Modeste, le musée consacré à Nagai Katsuichi, l’un des fondateurs du mensuel culte, mérite néanmoins d’être visité.
Al’instar de la plupart des établissements qui ont ouvert leurs portes ces dernières années, le Musée du manga Nagai Katsuichi est un lieu de taille modeste consacré à une gloire locale, en l’occurrence l’éditeur et cofondateur du mensuel Garo (voir Zoom Japon n°43, septembre 2014), Nagai Katsuichi. La municipalité de Shiogama, au nord-est du pays, a créé cet espace commémoratif après avoir récupéré une partie des archives de cet enfant du pays qui avait quitté la cité portuaire, le 15 août 1945, pour se rendre à Tôkyô où il a contribué à écrire une page importante de l’histoire du manga.
Malgré le rôle crucial joué par Nagai Katsuichi, le musée qui lui est consacré est loin d’être à la hauteur puisqu’il se résume à une vaste salle installée au sein du Fureai ESP Shiogama, un centre municipal multifonction où se trouve notamment la médiathèque. Sous la responsabilité de Hayasaka Natsuki qui tente de le faire vivre avec des moyens limités, c’est le seul endroit au Japon qui présente en partie l’histoire de Garo à travers l’exposition de dessins originaux et d’ouvrages publiés par Seirindô, la maison d’édition créée par Nagai, d’un mur de couvertures du magazine et d’une collection de mangas et d’essais sur le mensuel que les visiteurs peuvent consulter sur place. Il y a également de nombreuses coupures de presse qui permettent de s’informer sur le destin de cet entrepreneur et de sa publication culte. “Ce n’est pas facile”, reconnaît Mme Hayasaka qui cherche à faire vivre le lieu pour attirer un plus large public. En témoigne l’exposition qui se déroule du 3 au 28 février à l’occasion du 25e anniversaire de l’ouverture du musée, trois ans après le décès de Nagai Katsuichi en 1996. Quelques figures marquantes du magazine comme Tsuge Tadao, Maruo Suehiro, Kawasaki Yukio, Abe Shin’ichi, Kondô Yôko ou encore Minami Shinbô font partie des 26 auteurs qui l’ont croqué. “Si nous pouvions faire davantage d’événements de ce genre, le musée gagnerait en notoriété et pourrait séduire un plus grand nombre de fans et de visiteurs”, ajoute la jeune femme. Elle se réjouit de la publication en France de La Révolution Garo (Editions IMHO, 2023) rédigé par Claude Leblanc, fondateur de Zoom Japon, dans la mesure où cette première histoire jamais écrite sur le mensuel va permettre de toucher un public étranger et susciter la curiosité des Japonais. En choisissant de l’exposer dans le musée, elle a déjà amené plusieurs visiteurs à s’interroger sur le rôle de Nagai.

• LISTE DES LIGNES:

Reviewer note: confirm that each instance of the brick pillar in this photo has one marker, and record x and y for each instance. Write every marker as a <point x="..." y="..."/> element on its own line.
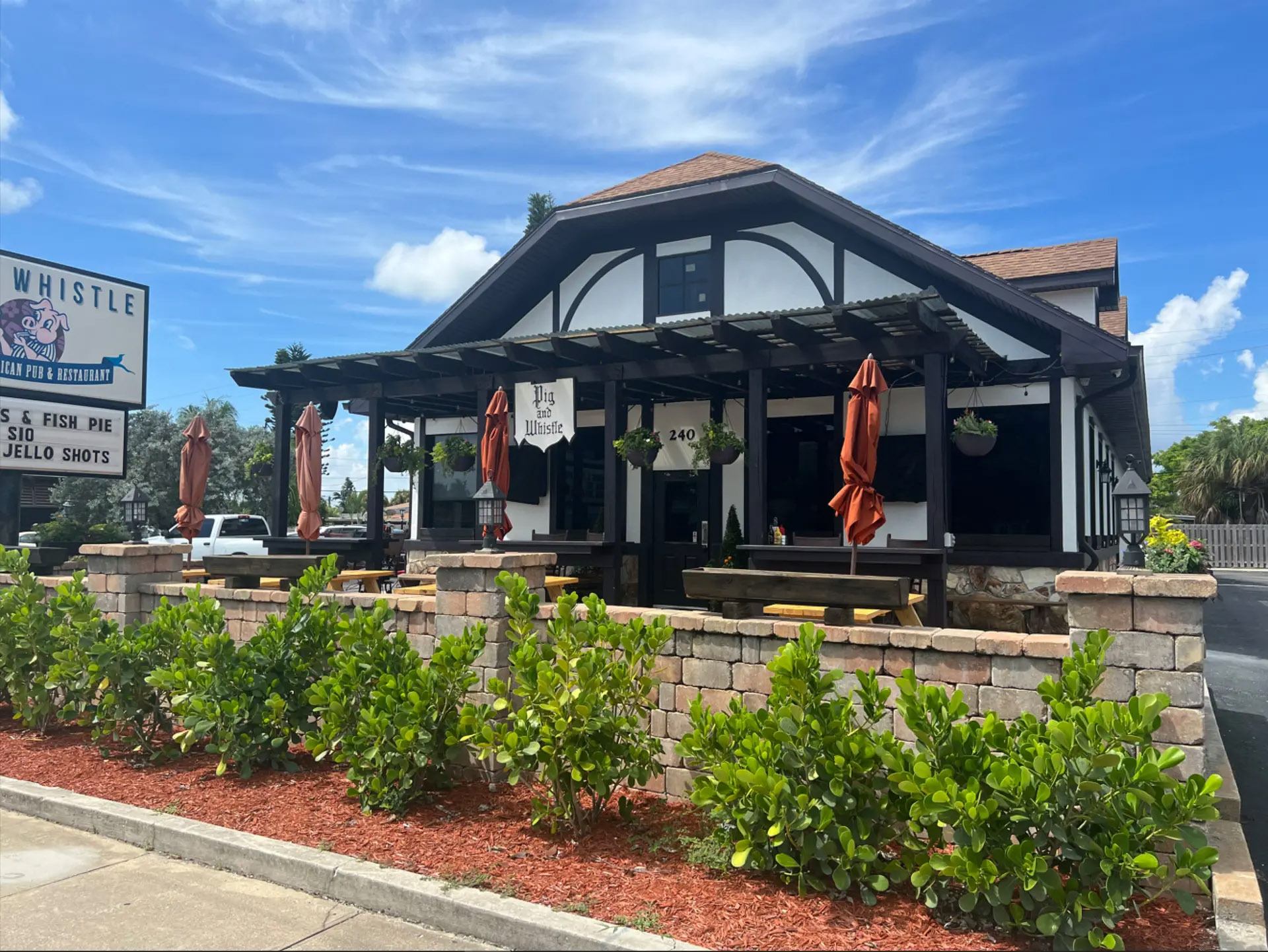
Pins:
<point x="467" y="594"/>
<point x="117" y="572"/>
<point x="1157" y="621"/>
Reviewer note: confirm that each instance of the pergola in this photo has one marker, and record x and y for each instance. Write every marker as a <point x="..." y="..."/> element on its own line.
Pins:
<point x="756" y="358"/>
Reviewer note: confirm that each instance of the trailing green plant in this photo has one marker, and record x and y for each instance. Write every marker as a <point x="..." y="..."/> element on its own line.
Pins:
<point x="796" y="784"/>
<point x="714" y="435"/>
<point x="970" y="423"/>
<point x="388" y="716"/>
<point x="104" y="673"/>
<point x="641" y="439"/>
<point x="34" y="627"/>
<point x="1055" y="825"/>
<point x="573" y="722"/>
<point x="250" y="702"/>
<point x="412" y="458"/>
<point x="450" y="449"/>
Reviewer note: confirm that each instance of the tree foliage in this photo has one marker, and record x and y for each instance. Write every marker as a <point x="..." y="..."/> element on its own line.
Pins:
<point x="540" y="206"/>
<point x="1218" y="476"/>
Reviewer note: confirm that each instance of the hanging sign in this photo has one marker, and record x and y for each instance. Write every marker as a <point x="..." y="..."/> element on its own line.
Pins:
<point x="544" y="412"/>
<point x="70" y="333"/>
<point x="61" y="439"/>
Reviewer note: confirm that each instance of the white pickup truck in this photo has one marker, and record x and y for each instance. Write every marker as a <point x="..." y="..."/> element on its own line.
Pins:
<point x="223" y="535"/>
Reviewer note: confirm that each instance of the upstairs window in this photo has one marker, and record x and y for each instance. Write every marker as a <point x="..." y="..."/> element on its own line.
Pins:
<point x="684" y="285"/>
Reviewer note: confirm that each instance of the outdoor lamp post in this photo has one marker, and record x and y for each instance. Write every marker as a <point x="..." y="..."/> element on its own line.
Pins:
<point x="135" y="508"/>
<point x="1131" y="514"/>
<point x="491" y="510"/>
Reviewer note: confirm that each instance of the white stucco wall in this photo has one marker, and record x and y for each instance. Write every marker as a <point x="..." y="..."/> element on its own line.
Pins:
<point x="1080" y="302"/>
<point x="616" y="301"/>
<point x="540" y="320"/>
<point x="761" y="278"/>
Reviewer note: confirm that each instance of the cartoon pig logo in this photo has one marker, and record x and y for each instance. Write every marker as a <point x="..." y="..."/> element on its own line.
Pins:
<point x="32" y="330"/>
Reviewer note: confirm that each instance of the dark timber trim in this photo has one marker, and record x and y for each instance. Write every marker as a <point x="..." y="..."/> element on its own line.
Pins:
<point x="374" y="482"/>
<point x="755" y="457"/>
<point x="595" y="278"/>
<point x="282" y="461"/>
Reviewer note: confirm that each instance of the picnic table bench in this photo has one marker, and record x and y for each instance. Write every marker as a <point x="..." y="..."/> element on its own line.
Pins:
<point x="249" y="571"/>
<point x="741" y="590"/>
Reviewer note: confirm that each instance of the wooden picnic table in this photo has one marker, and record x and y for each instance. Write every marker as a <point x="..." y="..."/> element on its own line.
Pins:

• CONSIGNE:
Répondez aux questions suivantes à partir du texte sur le musée Nagai Katsuichi.
1. Quelle municipalité a créé ce musée ?
2. À quelle date Nagai Katsuichi a-t-il quitté la cité portuaire pour Tôkyô ?
3. Comment s'appelle la maison d'édition créée par Nagai ?

• CORRIGÉ:
1. La municipalité de Shiogama.
2. Le 15 août 1945.
3. Seirindô.